→ **What to do**:
For the word "below", state the number of lines in the data that contain it, and nothing else.

(Dataset entries)

════════════════════

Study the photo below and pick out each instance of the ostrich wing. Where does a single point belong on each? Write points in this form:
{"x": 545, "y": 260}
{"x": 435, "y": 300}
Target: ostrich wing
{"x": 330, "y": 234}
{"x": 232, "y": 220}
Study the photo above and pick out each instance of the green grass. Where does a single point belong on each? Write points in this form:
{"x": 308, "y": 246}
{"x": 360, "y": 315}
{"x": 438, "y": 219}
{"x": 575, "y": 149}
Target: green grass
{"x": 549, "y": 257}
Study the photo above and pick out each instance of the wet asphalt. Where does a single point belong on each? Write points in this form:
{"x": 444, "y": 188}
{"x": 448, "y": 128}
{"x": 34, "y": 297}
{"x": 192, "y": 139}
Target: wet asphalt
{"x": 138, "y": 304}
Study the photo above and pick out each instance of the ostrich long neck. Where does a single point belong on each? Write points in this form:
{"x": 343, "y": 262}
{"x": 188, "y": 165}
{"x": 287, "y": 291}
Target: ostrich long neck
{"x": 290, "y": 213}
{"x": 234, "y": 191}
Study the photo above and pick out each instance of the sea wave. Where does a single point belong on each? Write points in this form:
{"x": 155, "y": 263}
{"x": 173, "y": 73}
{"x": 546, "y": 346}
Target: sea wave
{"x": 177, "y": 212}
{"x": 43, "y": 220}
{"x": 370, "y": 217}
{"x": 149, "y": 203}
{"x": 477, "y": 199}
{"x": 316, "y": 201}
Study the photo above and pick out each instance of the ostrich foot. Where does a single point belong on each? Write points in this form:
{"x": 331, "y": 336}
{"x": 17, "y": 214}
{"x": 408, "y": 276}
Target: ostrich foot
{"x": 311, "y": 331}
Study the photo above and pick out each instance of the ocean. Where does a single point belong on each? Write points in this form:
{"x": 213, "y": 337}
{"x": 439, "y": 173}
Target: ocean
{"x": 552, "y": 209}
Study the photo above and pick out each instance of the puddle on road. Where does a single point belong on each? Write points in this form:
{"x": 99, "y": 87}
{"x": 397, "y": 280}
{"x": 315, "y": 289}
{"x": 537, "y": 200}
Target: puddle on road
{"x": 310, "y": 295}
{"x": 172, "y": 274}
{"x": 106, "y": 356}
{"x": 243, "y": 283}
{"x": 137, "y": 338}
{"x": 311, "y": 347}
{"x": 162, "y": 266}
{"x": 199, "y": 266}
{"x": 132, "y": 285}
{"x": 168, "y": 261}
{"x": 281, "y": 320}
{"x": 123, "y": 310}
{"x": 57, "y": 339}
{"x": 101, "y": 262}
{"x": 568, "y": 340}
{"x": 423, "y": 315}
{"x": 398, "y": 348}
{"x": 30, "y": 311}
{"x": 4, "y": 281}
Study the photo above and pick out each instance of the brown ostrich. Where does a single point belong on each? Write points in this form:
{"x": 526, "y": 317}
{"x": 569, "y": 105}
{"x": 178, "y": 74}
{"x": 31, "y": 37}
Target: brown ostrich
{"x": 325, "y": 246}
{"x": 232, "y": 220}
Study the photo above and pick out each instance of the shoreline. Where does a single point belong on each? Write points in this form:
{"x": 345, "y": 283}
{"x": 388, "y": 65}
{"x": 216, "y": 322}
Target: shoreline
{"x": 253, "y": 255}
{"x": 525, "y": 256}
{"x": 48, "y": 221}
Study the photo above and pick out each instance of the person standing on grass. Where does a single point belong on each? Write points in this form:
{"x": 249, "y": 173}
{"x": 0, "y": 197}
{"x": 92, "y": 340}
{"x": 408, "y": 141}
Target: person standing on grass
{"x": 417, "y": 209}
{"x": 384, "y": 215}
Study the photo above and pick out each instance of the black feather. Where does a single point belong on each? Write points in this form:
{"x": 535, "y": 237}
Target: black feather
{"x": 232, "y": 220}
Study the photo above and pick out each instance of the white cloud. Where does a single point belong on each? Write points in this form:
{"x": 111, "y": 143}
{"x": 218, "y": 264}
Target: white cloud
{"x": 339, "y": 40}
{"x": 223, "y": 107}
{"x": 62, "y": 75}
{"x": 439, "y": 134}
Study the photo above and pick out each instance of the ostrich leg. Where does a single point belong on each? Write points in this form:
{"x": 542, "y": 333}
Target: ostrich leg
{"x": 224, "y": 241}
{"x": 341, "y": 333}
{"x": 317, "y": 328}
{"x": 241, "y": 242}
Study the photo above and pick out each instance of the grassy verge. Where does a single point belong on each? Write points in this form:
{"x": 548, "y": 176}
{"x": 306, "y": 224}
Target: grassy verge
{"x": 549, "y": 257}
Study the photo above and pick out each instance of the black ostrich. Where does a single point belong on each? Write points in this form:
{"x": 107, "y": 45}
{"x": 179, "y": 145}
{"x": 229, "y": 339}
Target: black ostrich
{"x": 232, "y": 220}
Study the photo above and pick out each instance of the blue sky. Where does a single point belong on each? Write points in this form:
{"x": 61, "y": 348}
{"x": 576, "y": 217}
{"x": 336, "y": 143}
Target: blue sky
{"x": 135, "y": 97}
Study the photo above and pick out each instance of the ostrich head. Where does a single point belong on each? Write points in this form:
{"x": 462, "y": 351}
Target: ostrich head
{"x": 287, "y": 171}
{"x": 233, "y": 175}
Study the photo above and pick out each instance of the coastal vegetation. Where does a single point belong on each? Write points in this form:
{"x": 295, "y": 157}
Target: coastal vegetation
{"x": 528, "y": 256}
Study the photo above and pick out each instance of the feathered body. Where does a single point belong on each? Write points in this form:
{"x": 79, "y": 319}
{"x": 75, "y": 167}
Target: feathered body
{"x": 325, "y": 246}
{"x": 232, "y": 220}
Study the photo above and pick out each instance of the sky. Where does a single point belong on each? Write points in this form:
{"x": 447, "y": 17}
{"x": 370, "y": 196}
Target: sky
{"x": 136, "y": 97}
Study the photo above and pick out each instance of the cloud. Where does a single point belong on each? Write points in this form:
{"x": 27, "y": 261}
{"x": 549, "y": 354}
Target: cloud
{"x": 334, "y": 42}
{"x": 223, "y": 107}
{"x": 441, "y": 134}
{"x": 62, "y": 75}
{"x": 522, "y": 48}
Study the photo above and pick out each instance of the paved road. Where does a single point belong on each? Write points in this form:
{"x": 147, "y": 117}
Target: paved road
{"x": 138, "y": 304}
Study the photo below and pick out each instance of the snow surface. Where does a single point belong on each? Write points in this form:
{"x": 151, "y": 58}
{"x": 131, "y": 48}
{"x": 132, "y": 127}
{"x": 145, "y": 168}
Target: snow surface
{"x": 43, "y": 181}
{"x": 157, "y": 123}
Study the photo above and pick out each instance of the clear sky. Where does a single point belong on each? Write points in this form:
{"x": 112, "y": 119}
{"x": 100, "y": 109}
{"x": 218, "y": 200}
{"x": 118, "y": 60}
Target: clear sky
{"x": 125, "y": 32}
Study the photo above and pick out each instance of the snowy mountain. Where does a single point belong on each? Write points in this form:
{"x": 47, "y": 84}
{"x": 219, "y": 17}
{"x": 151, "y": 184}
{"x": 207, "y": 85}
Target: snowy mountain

════════════════════

→ **Written response**:
2